### Textabschnitt ###
Dag dagegen lebte in der Wildnis und trainierte seinen Körper darauf, sich 24 Stunden durchgehend auf den Beinen zu halten. Auch wenn er nicht jagte oder nach Essbarem suchte, so lebte er dennoch größtenteils abseits der Gesellschaft, rannte sozusagen um sein Leben und für sein Leben gern – und das 1 200 Stunden im Jahr. Myles wollte seine Geschichte verfilmen, doch dafür brauchte er jemanden, der sie aufschrieb. Und so kam ich ins Spiel.
»Und er läuft tatsächlich 125 Kilometer am Stück?«, fragte ich.
»Ja«, sagte Myles.
»Obwohl er viermal so alt ist wie seine Gegner?«
»Genau.«
Etwas an diesem alten Mann, der offensichtlich die Art und Weise infrage stellte, wie wir als Gesellschaft körperliche Leistungsfähigkeit und den Prozess des Älterwerdens wahrnehmen, erregte mein Interesse. Die Vorstellung, dass ein umherstreifender Spitzensportler möglicherweise langsamer alterte als der Rest von uns, sich zugleich aber auch einem einfachen Leben in der Wildnis verschrieben hatte, faszinierte mich. Als Reporter bin ich immer auf der Suche nach Menschen mit interessanten Geschichten. Mit Ende 20 arbeitete ich als Investigativjournalist beim Toronto Star, wo ich Hochstaplerinnen und Diebe entlarvte und die menschliche Tendenz beleuchtete, die Regeln unseres gesellschaftlichen Zusammenlebens auszuloten, um sich selbst auf Kosten anderer einen Vorteil zu verschaffen. Erst als ich beim Magazin Sportsnet anfing, schlugen mich zunehmend Geschichten über Menschen in ihren Bann, die entweder aufgrund reinen Talents oder radikalen Trainings außerordentliche Fähigkeiten in einer Sache entwickelt hatten und darüber nicht selten andere Aspekte ihres Daseins vernachlässigten.
###
▶ Aufgabenstellung 1
Was sagt der Textabschnitt zu diesen Punkten?
(a) Wie viele Kilometer läuft Dag laut dem Gespräch am Stück?
(b) Was wollte Myles mit Dags Geschichte machen?
(c) Bei welcher Zeitung arbeitete die Ich-Person mit Ende 20 als Investigativjournalist?
### Datenauszüge ###
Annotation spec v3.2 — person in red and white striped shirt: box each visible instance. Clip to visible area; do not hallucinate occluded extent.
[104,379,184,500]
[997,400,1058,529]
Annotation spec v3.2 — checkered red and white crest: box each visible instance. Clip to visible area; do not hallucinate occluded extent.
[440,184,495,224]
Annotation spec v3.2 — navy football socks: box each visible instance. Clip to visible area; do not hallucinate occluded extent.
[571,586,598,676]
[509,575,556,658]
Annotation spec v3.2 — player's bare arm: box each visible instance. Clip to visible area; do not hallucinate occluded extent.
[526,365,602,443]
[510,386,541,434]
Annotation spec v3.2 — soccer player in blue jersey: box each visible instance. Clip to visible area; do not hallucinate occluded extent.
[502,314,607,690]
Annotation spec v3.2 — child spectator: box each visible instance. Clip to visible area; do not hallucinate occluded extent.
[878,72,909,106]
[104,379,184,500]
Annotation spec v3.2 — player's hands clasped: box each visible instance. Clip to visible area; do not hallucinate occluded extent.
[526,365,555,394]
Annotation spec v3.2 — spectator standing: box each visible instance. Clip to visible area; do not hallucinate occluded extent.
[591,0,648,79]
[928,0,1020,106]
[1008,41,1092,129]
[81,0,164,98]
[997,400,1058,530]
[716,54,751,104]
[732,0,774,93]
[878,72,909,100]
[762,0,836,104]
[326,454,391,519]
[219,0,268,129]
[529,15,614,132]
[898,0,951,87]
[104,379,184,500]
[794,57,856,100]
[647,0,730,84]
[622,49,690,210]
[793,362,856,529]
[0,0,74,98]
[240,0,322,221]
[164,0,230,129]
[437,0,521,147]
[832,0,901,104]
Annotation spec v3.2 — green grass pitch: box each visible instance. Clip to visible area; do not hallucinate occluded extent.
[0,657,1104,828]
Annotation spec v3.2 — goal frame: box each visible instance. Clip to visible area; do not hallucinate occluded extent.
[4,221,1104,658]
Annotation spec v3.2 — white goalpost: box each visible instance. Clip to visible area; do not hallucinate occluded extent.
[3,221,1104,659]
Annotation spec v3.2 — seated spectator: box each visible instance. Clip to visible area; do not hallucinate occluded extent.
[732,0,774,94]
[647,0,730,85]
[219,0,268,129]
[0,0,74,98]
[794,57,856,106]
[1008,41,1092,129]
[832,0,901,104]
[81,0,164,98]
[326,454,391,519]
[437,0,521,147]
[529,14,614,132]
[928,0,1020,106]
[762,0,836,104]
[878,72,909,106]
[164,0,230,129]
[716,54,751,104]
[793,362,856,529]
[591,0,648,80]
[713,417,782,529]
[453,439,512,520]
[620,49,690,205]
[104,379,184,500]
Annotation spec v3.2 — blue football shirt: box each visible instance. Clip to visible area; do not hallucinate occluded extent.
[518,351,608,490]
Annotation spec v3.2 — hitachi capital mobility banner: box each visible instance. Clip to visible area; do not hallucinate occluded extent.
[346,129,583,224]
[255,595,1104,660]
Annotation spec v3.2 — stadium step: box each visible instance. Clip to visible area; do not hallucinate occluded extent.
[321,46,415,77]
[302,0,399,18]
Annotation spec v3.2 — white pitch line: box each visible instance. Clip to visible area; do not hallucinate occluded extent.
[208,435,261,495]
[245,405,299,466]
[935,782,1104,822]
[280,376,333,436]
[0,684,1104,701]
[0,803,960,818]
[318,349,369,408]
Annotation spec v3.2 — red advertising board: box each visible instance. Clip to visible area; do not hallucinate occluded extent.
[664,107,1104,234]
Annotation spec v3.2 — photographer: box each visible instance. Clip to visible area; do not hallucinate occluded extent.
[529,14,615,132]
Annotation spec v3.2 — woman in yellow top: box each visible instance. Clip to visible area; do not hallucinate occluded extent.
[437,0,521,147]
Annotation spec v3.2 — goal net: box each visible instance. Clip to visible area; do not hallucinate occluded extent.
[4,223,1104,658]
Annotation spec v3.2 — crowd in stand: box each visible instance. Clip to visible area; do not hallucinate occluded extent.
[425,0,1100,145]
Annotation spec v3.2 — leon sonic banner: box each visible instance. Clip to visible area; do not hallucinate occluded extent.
###
▶ Aufgabenstellung 2
Welche Zeilen stehen in den Datensätzen von der Zeile mit „Annotation spec v3.2 — white goalpost: box“ bis einschließlich der Zeile mit „[3,221,1104,659]“? Gib sie als nummerierte Liste an und lass Leerzeilen weg.

▶ Schriftliche Antwort 1
(a) 125 Kilometer.
(b) Er wollte sie verfilmen.
(c) Beim Toronto Star.

▶ Schriftliche Antwort 2
1. Annotation spec v3.2 — white goalpost: box each visible instance. Clip to visible area; do not hallucinate occluded extent.
2. [3,221,1104,659]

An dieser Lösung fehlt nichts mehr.